> **What you should do**
From the line containing "Tag the river" to the end of the listing, write out every line exactly; leave out everything else.

[Records from a data collection]
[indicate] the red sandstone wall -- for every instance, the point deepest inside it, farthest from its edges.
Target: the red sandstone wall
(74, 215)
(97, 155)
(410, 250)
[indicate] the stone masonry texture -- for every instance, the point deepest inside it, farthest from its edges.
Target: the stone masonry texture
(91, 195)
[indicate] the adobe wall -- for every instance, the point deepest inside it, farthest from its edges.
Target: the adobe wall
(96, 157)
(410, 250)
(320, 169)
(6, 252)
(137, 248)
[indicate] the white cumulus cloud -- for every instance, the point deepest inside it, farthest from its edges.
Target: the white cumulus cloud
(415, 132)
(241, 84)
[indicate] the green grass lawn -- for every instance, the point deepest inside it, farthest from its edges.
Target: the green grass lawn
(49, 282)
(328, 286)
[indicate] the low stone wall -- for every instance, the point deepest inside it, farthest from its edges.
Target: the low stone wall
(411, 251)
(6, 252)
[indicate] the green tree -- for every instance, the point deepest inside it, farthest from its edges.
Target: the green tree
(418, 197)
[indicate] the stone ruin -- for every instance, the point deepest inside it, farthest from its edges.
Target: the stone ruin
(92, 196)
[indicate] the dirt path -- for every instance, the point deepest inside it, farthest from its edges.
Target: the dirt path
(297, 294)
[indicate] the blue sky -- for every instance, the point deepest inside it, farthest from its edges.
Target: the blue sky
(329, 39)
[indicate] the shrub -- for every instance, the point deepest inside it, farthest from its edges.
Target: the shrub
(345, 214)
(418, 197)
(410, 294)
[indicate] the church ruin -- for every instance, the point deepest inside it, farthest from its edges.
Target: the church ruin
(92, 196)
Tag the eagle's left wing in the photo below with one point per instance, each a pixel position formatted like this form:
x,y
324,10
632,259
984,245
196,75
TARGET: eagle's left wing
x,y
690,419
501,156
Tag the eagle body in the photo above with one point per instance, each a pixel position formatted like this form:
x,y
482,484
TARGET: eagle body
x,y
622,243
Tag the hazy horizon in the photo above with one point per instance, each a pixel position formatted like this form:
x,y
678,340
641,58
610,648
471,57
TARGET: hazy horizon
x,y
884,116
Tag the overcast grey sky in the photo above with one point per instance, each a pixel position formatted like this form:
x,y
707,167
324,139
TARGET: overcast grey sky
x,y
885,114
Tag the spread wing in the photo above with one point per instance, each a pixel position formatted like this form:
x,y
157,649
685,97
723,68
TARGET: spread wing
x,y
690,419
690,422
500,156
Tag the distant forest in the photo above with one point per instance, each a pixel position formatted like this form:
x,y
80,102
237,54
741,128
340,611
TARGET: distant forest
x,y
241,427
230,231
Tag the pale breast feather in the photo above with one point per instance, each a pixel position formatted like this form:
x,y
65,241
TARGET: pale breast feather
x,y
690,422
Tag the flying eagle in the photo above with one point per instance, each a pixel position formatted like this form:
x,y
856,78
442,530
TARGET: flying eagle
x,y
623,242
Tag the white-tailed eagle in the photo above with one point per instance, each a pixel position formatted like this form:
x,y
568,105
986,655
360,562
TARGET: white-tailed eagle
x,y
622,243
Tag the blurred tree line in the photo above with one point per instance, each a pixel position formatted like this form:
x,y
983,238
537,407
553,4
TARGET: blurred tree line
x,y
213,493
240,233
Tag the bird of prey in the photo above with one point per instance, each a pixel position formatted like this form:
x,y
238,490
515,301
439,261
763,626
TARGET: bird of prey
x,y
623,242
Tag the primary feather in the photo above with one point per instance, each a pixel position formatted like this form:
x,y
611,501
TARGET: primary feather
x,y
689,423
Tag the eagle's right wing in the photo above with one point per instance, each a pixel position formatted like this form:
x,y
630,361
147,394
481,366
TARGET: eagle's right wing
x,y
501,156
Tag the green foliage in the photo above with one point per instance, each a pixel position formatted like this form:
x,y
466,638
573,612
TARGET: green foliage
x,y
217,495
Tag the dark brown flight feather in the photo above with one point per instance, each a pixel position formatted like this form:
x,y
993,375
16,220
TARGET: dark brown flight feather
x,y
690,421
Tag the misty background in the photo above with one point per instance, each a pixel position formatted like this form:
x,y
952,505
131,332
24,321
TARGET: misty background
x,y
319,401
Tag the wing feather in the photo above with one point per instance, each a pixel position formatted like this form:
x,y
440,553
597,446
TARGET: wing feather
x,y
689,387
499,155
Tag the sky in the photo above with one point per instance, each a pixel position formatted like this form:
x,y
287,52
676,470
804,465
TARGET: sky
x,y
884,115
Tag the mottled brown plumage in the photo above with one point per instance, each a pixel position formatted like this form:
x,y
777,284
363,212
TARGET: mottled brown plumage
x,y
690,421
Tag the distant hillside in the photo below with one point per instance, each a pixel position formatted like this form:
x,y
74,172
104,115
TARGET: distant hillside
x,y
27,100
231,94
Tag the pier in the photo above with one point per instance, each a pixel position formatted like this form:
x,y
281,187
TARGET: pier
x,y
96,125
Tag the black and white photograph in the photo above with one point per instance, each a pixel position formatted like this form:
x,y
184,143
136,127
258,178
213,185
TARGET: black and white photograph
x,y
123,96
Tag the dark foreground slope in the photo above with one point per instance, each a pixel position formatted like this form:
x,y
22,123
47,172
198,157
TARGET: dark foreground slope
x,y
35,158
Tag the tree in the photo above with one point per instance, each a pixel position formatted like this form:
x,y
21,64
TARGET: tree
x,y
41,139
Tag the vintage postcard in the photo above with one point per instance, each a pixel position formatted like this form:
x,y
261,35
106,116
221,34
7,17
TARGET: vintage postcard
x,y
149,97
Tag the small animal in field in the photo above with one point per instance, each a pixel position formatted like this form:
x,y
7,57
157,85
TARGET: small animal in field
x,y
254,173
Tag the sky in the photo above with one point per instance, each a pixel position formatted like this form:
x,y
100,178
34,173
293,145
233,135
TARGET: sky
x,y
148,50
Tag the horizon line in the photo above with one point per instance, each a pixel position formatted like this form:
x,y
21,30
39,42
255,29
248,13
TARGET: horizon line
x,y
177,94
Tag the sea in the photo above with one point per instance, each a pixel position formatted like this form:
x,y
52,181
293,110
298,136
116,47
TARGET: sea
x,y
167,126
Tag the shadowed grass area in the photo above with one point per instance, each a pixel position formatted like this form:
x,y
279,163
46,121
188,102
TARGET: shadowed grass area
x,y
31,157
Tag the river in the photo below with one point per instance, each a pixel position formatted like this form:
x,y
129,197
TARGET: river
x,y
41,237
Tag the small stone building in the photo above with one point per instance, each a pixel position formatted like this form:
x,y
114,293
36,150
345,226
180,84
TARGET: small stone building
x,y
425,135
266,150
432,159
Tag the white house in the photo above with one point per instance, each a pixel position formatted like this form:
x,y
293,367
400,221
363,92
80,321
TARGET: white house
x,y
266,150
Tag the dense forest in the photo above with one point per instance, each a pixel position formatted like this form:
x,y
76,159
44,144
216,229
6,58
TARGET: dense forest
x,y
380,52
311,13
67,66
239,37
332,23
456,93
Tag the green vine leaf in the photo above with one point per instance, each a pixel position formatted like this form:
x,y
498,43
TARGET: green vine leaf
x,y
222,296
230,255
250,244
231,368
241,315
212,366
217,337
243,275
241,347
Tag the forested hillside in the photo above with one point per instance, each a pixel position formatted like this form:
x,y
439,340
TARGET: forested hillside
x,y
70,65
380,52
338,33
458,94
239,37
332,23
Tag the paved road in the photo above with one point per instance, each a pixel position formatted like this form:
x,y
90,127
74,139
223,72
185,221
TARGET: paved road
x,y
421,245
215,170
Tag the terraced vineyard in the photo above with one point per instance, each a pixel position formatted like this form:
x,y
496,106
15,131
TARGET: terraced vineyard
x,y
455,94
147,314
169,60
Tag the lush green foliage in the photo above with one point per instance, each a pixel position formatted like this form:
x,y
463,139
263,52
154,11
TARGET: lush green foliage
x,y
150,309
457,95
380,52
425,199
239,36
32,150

> **Correct output**
Tag the river in the photo below with one point per instance, each a pixel position formatted like this form:
x,y
129,197
TARGET: river
x,y
41,237
Tag the small stone building in the photo above with one point per instance, each a pixel position formatted like this form:
x,y
114,293
36,150
345,226
180,84
TARGET: small stone building
x,y
425,135
266,150
432,159
Tag the white house in the photo above with one point per instance, each a pixel position formatted like this form:
x,y
293,367
400,221
363,92
80,321
TARGET: white house
x,y
266,150
Tag the dense forest in the photo above with one point per instance, each a pixel position formatted like this form:
x,y
76,159
44,144
216,229
6,58
TARGET: dense forest
x,y
380,52
311,13
67,66
239,37
332,23
456,93
Tag the green vine leaf in the photo above with one point per instance, each a pixel position formatted like this form:
x,y
498,43
TARGET: green vine leaf
x,y
222,296
230,255
250,244
231,368
241,315
212,366
217,337
243,275
241,347
Tag the forested hillside in the photo above with one point per instance, each a pixel position formatted like this form:
x,y
439,340
TARGET: forested hillside
x,y
70,65
380,52
338,33
458,94
239,37
332,23
Tag the paved road in the photo above with one point per instance, each a pixel position formatted like this form:
x,y
90,127
74,139
223,72
185,221
TARGET: paved road
x,y
421,245
215,170
Tag the terraced vineyard in the photo above with one point per instance, each a pixel position formatted like this form:
x,y
496,106
15,131
TARGET: terraced vineyard
x,y
455,94
147,314
169,60
Tag the lush green foliage in the photo above with one point per instance, each a pixel position formatted like this form:
x,y
463,139
263,52
154,11
TARGET: lush green foliage
x,y
150,309
457,95
380,52
425,199
239,36
32,150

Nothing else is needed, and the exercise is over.